- YOUR OBJECTIVE -
The entries that follow need to be retyped verbatim.

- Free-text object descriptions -
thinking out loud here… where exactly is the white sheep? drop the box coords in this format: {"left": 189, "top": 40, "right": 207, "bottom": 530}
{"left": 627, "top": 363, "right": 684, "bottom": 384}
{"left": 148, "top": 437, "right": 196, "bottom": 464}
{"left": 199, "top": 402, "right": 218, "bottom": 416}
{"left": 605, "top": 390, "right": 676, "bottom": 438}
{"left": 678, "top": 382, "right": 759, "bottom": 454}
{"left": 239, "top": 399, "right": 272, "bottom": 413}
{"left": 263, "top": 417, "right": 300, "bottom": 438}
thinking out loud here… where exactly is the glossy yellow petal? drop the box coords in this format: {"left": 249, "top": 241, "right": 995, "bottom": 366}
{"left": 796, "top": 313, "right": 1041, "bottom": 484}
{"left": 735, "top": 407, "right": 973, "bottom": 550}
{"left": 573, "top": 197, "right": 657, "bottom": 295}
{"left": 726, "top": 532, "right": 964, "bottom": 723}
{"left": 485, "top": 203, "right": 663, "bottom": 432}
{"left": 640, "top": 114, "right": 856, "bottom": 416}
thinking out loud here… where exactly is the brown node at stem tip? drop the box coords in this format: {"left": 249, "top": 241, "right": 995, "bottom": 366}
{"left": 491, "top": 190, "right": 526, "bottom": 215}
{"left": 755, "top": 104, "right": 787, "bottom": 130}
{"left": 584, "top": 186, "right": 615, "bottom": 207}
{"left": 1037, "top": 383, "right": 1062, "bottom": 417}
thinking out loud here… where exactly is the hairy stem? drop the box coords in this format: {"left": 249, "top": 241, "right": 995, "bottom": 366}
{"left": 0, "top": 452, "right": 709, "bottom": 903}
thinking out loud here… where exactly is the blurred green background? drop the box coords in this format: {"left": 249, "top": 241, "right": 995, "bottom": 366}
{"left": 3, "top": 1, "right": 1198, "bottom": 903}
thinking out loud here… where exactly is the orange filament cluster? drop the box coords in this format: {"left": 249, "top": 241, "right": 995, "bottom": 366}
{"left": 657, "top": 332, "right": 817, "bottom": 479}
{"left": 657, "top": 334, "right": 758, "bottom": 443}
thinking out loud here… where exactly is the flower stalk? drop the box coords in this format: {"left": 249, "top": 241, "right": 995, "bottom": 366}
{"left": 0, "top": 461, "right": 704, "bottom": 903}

- RESPONSE BELOW -
thinking out loud here… where exactly is the white sheep? drop the box coords in this format: {"left": 189, "top": 40, "right": 207, "bottom": 530}
{"left": 627, "top": 363, "right": 684, "bottom": 384}
{"left": 148, "top": 437, "right": 196, "bottom": 464}
{"left": 199, "top": 402, "right": 218, "bottom": 416}
{"left": 605, "top": 390, "right": 676, "bottom": 438}
{"left": 678, "top": 382, "right": 759, "bottom": 454}
{"left": 239, "top": 399, "right": 272, "bottom": 413}
{"left": 263, "top": 417, "right": 300, "bottom": 438}
thinking out loud here… where exactly is the glossy yellow petal? drop the box coords in this format: {"left": 249, "top": 241, "right": 995, "bottom": 366}
{"left": 796, "top": 313, "right": 1041, "bottom": 484}
{"left": 735, "top": 407, "right": 973, "bottom": 550}
{"left": 573, "top": 197, "right": 657, "bottom": 295}
{"left": 726, "top": 532, "right": 964, "bottom": 723}
{"left": 485, "top": 203, "right": 663, "bottom": 432}
{"left": 640, "top": 114, "right": 856, "bottom": 416}
thinking out loud here… where exactly is the brown node at stem tip? drop the box coords in this format: {"left": 249, "top": 241, "right": 995, "bottom": 366}
{"left": 491, "top": 190, "right": 526, "bottom": 215}
{"left": 755, "top": 104, "right": 787, "bottom": 130}
{"left": 584, "top": 186, "right": 615, "bottom": 207}
{"left": 1037, "top": 383, "right": 1062, "bottom": 417}
thinking out loud here… where exactly is the hairy stem? drop the box coords in this format: {"left": 249, "top": 241, "right": 995, "bottom": 366}
{"left": 0, "top": 452, "right": 709, "bottom": 903}
thinking out loud here… where exactly is the blurred green background? drop the box coords in this format: {"left": 249, "top": 241, "right": 995, "bottom": 366}
{"left": 3, "top": 1, "right": 1198, "bottom": 903}
thinking out loud here… where exactly is the orange filament cluster? drop the box coords in this format: {"left": 249, "top": 241, "right": 995, "bottom": 366}
{"left": 657, "top": 332, "right": 817, "bottom": 479}
{"left": 657, "top": 334, "right": 758, "bottom": 443}
thinking out loud here… where exactly is the flower stalk? drop the box coords in this format: {"left": 249, "top": 241, "right": 995, "bottom": 366}
{"left": 0, "top": 461, "right": 704, "bottom": 903}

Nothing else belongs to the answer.